* _Prompt_
Beginning with the line where "Where can you see the twig" appears, retype every remaining line of the data below, both the first and last included.

* _Coordinate labeling data_
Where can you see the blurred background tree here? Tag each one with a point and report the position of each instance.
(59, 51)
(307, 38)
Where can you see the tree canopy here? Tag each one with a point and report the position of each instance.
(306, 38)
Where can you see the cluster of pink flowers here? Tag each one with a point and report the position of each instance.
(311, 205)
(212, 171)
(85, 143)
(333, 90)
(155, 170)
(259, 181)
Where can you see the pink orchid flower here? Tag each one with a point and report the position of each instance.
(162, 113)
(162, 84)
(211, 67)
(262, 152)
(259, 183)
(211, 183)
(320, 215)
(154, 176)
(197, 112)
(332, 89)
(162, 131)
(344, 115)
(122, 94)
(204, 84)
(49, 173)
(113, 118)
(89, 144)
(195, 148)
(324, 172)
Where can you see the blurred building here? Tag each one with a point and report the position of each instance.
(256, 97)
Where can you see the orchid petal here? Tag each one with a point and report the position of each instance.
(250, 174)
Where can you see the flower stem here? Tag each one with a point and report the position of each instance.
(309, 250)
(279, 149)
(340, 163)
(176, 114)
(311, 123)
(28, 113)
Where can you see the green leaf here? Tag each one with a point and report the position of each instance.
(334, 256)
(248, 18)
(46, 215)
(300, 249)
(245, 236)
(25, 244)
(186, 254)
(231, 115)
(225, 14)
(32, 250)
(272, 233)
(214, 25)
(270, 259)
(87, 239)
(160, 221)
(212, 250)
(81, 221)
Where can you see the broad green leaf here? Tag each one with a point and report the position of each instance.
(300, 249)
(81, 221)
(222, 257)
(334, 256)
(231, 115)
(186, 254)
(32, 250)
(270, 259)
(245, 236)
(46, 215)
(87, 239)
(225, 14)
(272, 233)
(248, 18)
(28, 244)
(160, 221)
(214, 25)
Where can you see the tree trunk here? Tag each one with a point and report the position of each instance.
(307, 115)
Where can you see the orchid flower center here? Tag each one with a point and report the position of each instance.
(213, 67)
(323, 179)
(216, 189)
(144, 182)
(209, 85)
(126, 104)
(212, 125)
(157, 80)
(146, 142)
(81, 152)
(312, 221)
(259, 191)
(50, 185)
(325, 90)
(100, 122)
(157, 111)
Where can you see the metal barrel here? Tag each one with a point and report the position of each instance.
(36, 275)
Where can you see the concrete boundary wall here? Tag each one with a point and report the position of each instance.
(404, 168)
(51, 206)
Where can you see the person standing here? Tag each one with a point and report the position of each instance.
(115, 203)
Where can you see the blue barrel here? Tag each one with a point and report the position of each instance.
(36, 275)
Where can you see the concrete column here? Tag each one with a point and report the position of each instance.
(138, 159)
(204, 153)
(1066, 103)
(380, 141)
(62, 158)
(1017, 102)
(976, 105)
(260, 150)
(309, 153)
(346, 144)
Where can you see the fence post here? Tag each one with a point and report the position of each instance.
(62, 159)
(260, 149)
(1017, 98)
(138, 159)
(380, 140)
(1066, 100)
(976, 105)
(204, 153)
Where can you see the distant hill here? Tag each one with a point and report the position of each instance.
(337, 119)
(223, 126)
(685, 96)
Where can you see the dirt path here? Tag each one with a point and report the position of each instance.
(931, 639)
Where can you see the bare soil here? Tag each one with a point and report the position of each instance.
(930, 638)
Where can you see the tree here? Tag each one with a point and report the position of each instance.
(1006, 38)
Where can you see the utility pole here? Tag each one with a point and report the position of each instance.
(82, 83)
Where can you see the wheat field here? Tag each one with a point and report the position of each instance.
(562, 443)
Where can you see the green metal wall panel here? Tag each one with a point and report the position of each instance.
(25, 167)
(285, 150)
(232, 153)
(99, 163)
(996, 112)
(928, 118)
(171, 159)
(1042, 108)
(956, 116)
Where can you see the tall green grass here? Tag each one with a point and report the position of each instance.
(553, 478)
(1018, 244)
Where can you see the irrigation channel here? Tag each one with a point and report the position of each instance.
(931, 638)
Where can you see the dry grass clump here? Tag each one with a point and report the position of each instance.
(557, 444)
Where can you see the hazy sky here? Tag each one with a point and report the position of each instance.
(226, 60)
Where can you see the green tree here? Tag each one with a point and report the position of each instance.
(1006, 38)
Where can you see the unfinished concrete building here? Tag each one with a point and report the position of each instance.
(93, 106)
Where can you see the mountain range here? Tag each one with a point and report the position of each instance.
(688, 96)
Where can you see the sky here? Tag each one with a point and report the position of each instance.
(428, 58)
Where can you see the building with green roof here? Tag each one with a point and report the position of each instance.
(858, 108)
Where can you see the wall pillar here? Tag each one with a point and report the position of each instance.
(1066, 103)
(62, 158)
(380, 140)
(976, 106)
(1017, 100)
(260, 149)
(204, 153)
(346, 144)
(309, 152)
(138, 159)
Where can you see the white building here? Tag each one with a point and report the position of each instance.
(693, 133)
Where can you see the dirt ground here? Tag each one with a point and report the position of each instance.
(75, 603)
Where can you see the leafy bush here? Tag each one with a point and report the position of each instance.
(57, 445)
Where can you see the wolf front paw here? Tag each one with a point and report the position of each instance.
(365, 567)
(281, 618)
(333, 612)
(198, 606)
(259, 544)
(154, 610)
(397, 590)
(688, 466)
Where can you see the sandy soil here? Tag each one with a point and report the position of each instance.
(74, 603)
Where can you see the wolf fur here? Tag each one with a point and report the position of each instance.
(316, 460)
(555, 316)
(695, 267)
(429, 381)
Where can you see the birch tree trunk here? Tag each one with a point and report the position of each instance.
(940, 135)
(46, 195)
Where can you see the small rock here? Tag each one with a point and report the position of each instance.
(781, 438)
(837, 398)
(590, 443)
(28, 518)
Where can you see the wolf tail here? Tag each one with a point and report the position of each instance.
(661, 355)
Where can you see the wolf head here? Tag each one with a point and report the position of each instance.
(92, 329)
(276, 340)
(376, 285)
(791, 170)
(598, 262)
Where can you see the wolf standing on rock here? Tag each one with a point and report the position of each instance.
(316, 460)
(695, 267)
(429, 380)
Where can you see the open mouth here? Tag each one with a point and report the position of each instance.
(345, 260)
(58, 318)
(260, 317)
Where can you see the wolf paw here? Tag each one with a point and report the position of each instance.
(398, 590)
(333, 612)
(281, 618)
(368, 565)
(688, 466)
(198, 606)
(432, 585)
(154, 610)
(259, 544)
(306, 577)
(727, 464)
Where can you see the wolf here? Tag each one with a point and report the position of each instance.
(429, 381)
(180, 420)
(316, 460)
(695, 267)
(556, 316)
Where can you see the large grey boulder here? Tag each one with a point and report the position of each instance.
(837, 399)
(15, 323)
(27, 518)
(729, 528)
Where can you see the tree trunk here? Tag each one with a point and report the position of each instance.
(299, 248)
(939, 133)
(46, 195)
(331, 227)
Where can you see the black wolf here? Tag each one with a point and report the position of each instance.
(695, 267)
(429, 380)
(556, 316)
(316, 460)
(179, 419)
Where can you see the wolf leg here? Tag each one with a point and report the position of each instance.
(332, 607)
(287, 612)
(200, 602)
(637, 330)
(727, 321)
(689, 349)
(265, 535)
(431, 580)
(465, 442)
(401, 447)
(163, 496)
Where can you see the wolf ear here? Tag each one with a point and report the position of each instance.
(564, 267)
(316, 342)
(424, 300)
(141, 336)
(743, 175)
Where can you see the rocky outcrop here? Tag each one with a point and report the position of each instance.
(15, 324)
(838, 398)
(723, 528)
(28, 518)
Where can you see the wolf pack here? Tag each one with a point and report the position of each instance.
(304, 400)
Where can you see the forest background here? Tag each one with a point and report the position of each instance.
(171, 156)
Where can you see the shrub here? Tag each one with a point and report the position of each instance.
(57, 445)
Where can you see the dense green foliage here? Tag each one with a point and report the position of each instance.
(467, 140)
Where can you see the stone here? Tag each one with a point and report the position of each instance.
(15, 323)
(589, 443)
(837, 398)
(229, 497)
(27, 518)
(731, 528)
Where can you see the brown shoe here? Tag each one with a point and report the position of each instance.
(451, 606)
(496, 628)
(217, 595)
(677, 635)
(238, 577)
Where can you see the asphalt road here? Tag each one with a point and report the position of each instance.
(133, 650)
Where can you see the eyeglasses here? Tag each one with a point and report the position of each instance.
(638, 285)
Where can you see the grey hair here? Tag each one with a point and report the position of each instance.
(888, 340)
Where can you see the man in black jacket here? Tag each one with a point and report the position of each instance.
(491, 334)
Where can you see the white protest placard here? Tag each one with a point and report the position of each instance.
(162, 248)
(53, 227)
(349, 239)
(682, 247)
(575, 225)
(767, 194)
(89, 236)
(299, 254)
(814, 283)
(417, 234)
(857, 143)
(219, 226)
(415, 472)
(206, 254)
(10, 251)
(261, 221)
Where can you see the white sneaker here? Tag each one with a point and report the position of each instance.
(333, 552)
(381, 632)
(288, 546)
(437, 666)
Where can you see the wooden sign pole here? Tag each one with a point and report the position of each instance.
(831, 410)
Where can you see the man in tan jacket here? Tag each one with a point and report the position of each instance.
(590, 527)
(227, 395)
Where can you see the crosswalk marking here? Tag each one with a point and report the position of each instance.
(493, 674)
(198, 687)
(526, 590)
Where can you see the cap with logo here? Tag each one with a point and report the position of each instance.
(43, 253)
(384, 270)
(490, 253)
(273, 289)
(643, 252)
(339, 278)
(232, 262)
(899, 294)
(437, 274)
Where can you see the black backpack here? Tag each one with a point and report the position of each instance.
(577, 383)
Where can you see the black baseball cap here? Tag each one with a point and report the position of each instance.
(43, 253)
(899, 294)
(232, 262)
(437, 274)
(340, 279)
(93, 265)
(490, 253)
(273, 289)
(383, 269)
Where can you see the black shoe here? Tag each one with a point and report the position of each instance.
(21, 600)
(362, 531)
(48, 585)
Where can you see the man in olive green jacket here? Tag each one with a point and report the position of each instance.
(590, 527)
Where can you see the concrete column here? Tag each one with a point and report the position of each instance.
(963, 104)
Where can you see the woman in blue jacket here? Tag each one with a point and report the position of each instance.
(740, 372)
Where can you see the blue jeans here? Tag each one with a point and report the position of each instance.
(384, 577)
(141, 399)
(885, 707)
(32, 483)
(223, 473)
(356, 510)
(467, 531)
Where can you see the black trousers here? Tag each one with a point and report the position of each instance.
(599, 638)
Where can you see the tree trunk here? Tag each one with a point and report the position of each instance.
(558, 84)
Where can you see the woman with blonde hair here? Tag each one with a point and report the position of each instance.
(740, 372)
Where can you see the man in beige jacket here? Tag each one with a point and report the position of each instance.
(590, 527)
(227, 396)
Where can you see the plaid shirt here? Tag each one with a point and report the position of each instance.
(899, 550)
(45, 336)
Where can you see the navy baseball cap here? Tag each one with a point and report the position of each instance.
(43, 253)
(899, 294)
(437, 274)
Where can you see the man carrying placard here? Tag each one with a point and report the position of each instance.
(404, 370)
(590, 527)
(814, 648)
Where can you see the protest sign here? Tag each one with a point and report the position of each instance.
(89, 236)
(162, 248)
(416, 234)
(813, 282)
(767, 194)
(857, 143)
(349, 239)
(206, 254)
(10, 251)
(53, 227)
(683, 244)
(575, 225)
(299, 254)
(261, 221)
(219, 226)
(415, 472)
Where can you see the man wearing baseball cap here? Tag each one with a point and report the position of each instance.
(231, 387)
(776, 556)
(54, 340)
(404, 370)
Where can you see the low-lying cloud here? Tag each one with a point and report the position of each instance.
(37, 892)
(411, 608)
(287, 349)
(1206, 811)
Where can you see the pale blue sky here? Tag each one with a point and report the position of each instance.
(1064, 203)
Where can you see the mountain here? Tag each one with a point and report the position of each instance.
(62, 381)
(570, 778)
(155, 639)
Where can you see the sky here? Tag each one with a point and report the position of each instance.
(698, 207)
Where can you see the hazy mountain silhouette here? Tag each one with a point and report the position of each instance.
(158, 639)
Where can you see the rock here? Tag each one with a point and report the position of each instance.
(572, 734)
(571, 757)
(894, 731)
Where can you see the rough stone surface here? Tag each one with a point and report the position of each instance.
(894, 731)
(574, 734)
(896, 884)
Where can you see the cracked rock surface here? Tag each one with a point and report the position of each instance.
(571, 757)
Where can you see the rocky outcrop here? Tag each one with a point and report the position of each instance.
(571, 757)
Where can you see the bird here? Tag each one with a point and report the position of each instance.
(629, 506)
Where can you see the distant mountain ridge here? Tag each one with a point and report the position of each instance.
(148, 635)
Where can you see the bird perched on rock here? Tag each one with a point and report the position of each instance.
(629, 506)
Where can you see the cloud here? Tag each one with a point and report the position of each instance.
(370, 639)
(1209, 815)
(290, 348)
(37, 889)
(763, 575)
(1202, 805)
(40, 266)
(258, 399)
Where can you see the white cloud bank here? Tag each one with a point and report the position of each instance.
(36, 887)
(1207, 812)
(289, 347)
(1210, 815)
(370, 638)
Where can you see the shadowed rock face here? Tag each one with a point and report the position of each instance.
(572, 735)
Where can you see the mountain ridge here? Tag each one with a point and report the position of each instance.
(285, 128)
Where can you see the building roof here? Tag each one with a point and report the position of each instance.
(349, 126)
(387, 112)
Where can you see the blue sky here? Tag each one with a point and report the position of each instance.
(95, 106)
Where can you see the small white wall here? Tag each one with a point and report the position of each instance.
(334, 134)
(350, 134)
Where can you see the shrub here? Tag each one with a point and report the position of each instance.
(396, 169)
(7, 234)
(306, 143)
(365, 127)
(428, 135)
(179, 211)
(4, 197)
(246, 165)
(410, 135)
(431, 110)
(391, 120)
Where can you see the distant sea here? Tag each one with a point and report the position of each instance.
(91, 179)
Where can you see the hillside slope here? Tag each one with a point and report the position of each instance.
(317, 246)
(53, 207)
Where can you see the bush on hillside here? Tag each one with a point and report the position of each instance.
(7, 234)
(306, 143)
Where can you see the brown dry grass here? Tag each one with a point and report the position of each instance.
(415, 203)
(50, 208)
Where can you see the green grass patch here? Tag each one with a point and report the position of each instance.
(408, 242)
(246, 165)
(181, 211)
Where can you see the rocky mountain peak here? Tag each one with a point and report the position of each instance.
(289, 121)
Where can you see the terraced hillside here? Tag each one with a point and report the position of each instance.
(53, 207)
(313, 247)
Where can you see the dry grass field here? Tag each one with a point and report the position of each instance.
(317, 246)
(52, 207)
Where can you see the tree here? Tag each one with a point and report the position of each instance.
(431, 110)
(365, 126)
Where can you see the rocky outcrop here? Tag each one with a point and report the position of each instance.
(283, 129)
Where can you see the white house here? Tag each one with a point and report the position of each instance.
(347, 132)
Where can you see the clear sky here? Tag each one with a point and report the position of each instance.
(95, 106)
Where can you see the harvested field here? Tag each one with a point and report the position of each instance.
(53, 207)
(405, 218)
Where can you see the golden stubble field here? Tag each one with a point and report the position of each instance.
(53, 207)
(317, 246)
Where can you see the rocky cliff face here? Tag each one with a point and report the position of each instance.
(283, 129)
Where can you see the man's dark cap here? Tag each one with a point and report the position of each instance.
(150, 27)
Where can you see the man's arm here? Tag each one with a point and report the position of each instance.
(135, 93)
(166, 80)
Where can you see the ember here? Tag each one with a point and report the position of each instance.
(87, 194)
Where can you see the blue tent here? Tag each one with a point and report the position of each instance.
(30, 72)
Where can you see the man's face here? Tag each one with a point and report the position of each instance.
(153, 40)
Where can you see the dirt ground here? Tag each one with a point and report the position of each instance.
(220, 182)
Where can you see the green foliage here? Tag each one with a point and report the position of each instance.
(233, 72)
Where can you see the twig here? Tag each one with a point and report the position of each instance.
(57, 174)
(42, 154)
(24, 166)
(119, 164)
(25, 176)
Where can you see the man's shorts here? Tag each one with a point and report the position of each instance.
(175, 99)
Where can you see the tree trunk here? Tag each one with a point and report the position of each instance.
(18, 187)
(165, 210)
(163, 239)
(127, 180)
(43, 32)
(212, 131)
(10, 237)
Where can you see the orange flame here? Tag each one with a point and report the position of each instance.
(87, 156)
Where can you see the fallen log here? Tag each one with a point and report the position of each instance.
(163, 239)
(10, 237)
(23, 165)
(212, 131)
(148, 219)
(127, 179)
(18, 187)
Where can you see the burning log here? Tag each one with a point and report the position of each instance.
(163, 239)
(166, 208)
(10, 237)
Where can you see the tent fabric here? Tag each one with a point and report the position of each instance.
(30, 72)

* _Correct response_
Where can you see the twig here? Tag each one with a point and report the position of each instance.
(57, 174)
(42, 154)
(24, 166)
(119, 164)
(25, 176)
Where can you see the man's shorts here? Tag each one with a point and report the position of each instance.
(175, 99)
Where can you see the tree trunk here? Tag each one with a point and report the position of each instance.
(18, 187)
(165, 210)
(163, 239)
(127, 180)
(43, 32)
(212, 131)
(10, 237)
Where can you see the orange flame here? Tag each one with a point and report the position of each instance.
(87, 156)
Where can you see the fallen log here? Tag each one with a point and report the position of each instance.
(163, 239)
(10, 237)
(23, 165)
(212, 131)
(148, 219)
(127, 179)
(18, 187)
Where can you see the burning log here? Tag each one with a point and report the position of each instance.
(163, 239)
(166, 208)
(10, 237)
Where can you see the tent fabric here? Tag each one with a point and report the position of each instance.
(30, 72)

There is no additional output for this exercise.